*INSTRUCTIONS TO FOLLOW*
Rewrite the rows below with "one per line" swapped for "each on its own line" everywhere it appears, leaving everything else the same.

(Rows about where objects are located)
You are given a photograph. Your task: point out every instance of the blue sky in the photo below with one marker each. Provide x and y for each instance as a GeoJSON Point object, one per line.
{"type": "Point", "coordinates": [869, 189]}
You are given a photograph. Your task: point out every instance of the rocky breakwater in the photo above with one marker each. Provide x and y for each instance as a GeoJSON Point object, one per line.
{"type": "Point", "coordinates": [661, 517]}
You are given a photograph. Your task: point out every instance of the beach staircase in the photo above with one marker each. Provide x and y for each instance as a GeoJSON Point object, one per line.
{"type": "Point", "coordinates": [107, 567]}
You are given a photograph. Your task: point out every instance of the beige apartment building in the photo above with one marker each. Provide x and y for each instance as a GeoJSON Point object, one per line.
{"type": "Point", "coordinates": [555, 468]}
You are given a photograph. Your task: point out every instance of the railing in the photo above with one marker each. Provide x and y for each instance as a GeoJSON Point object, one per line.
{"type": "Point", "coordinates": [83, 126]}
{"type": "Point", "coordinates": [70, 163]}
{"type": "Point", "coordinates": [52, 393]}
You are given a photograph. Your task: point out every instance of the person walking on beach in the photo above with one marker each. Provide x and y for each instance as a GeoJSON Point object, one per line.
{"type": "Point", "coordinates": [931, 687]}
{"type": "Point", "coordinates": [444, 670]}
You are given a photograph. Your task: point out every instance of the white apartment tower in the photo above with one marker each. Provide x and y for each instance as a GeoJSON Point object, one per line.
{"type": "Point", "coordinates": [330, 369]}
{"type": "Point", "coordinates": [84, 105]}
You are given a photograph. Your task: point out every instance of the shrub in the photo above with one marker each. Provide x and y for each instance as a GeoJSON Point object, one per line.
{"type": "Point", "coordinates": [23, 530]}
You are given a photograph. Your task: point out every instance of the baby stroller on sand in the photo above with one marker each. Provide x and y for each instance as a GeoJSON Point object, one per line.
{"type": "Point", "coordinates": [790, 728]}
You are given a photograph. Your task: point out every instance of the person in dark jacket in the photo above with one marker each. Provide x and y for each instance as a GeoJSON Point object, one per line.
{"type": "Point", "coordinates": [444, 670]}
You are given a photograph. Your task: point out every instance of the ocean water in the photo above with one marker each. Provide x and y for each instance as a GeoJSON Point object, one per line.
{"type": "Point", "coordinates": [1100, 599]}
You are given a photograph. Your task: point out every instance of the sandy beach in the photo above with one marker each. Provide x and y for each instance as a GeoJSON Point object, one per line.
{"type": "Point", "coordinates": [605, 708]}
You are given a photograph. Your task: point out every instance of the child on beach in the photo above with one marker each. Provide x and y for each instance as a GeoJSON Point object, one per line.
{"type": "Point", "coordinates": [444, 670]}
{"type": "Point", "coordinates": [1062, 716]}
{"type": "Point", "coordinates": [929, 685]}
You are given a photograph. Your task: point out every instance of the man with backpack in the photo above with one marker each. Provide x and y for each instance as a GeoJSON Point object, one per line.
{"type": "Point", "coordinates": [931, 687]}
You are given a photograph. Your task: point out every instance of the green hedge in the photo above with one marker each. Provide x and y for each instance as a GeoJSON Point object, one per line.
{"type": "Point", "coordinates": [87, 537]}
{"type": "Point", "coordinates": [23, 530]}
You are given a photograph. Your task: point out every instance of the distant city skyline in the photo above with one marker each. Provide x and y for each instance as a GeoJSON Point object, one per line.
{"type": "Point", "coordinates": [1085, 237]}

*RESULT FOR THIS TASK*
You are given a photograph. Your task: point out every instance of the blue sky in the photo below with one marker each. Provide x and y for each instance as a GeoJSON Point object, each on its own line.
{"type": "Point", "coordinates": [869, 189]}
You are given a photograph. Your task: point out every instance of the rocky breakwater in the photo above with one marker each. Provide x and y for each instance as a GeoJSON Point object, each on its own line.
{"type": "Point", "coordinates": [661, 517]}
You are given a photograph. Your task: point out every instance of the beach staircase in the photo above with one marker each. Provide x and y for each instance as a GeoJSON Point object, each on its own line.
{"type": "Point", "coordinates": [107, 567]}
You are given a photograph. Your task: point out every instance of the beige apartment building in the photo above with one marker each. Provide x and y for each instance as a GeoJSON Point object, each on its own line.
{"type": "Point", "coordinates": [555, 468]}
You are given a photograph. Your task: point out every instance of the railing in the photo above with one marker each. Provide x and y for each instance as a GeoJSON Point object, each on its own line.
{"type": "Point", "coordinates": [83, 126]}
{"type": "Point", "coordinates": [70, 163]}
{"type": "Point", "coordinates": [52, 393]}
You are given a photograph. Your task: point out every instance of the person walking on beach in the photo above with one marker each. Provide x and y for each instance as a GeoJSON Point object, each on its own line.
{"type": "Point", "coordinates": [931, 687]}
{"type": "Point", "coordinates": [444, 670]}
You are given a photograph. Your task: point out every instance of the white apartment tower in the photo above with one marker each. Provide x and y for each instance as a GeoJSON Point object, each on its own line.
{"type": "Point", "coordinates": [330, 369]}
{"type": "Point", "coordinates": [84, 105]}
You are given a photograph. Your task: point out every instance of the shrub in the photo above with one marker each. Provide x and y for each instance as a GeoJSON Point object, each on its own line.
{"type": "Point", "coordinates": [23, 530]}
You are given a photograph. Your task: point out every instance of the baby stroller on sand in the photo above with one marker each. Provide x and y for each instance as a GeoJSON Point object, each on its own line.
{"type": "Point", "coordinates": [790, 728]}
You are given a photograph. Your task: point out every instance of the person in dark jacket in the photo above with one marker each. Provide x and y for each instance as a GeoJSON Point object, each on its own line.
{"type": "Point", "coordinates": [444, 670]}
You are given a photograph. Your task: point out every instance of the ocean water in the photo above with one marker each. Provide x and y for each instance as a GeoJSON Point object, each on its own line.
{"type": "Point", "coordinates": [1100, 599]}
You are given a photograph. Your task: point out every instance of the sandy beach in the photo above with one marker each. Provide x and y for each instance as a GeoJSON Point object, each on its own line.
{"type": "Point", "coordinates": [605, 708]}
You are given a photograph. Your task: point out every instance of the child on beach in the photo above with one marker each. Provide x and y for each instance as a GeoJSON Point object, each on its own line.
{"type": "Point", "coordinates": [444, 670]}
{"type": "Point", "coordinates": [1062, 716]}
{"type": "Point", "coordinates": [929, 685]}
You are given a photograph. Your task: point out every instance of the man with backpack in the photo above with one marker each. Provide x and y for each instance as a GeoJSON Point object, each on its own line.
{"type": "Point", "coordinates": [931, 687]}
You are given a photograph. Your task: point out every instance of the green hedge in the photo above with one marker each. Provide x and y for each instance as a GeoJSON Point object, each on its own line.
{"type": "Point", "coordinates": [87, 537]}
{"type": "Point", "coordinates": [23, 530]}
You are given a photograph. Your task: point out every instance of the distant city skyline in the photo above with one marker each. Provide x and y for each instance as a GeoJSON Point object, each on its own line.
{"type": "Point", "coordinates": [1085, 237]}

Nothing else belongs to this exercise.